- AUFGABEN
1. Gib aus dem Auszug den Abschnitt wortgetreu zurück, der mit den Worten „Berauscht haben diese“ beginnt und mit „dieses grossen Fasnacht-Traritraras.“ endet.
2. Wer hat laut dem Auszug bis spät in die Nacht getanzt?

- AUSZUG
☆ ☆ ☆ ☆
Gedanken im März I. Feste sind, so glaube ich, einer der wenigen Schlupfwinkel der gesellschaftlichen Authentizität. Hier ist der Mensch, was er sein will, zu sein hat, unverfälscht vom intelektuell konstruierten Idealtypus, vom gesitteten Mitträger einer Normen- und Sittenlandschaft, die uns auszeichnet und zugleich beraubt.
Berauscht haben diese Maurer, Banker, Lehrlinge und Studenten getanzt gestern, bis spät in die Nacht, als ob sie nicht an den Morgen glauben würden, als wärs ihr letztes Narrenstück vor dem Untergang. Ich bewundere sie. Ich stand an, nein, hinter der Bar, verkaufte, verschenkte und trank Bier, ass Erdnüsse und war ganz berauscht ab der ganzen Szenerie dieses grossen Fasnacht-Traritraras.
☆ ☆ ☆ ☆
[Extrahierte Dateneinträge]

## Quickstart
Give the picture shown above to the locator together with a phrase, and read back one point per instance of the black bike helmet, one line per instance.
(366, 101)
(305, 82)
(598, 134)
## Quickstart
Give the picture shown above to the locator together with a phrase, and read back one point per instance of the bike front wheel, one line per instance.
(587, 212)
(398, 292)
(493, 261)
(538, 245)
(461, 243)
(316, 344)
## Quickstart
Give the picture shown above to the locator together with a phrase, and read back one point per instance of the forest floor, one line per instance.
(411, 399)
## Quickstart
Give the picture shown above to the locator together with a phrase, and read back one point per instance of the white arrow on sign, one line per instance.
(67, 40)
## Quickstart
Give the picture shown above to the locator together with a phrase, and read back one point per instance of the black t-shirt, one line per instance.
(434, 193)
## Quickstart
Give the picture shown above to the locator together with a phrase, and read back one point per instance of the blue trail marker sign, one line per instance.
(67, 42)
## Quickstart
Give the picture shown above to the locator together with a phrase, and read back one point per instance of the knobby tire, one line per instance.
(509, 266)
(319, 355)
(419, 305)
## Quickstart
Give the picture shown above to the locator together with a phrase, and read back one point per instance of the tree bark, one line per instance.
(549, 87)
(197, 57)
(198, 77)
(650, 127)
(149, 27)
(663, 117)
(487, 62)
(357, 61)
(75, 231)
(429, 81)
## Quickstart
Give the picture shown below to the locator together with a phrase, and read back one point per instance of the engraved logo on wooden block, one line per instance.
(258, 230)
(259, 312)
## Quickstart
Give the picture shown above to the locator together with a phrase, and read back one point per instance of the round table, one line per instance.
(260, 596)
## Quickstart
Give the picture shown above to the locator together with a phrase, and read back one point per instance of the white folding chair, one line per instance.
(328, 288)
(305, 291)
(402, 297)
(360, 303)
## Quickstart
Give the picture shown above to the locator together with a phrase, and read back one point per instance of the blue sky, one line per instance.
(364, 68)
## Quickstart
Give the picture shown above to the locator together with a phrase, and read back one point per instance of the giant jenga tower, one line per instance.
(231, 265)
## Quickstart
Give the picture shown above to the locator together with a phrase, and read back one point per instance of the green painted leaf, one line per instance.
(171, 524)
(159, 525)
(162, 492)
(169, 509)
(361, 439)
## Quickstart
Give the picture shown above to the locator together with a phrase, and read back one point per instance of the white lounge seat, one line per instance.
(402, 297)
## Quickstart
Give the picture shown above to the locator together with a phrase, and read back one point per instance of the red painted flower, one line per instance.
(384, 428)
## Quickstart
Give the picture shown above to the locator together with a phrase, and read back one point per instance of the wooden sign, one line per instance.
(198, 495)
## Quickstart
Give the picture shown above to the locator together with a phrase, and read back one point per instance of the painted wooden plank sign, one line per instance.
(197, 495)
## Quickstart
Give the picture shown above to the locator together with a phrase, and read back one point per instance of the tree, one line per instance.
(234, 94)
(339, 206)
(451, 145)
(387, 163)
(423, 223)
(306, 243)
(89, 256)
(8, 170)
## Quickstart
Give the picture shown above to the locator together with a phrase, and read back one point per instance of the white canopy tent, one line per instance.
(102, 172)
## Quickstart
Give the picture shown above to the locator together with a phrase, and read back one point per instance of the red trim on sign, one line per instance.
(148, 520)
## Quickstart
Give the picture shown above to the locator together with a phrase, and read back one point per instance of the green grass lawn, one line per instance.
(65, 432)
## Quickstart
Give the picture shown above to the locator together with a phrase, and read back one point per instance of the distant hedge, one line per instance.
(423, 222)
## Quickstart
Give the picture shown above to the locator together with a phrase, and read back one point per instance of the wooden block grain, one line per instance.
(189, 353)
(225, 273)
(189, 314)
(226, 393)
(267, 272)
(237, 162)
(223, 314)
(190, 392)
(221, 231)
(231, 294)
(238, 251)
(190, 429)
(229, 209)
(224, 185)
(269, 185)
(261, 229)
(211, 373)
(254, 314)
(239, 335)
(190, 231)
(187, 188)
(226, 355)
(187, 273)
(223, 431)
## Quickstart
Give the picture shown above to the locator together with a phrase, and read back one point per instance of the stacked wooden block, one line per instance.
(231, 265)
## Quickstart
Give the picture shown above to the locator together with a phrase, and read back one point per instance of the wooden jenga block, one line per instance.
☆ ☆ ☆ ☆
- ANTWORTEN
1.
Berauscht haben diese Maurer, Banker, Lehrlinge und Studenten getanzt gestern, bis spät in die Nacht, als ob sie nicht an den Morgen glauben würden, als wärs ihr letztes Narrenstück vor dem Untergang. Ich bewundere sie. Ich stand an, nein, hinter der Bar, verkaufte, verschenkte und trank Bier, ass Erdnüsse und war ganz berauscht ab der ganzen Szenerie dieses grossen Fasnacht-Traritraras.

2. Maurer, Banker, Lehrlinge und Studenten.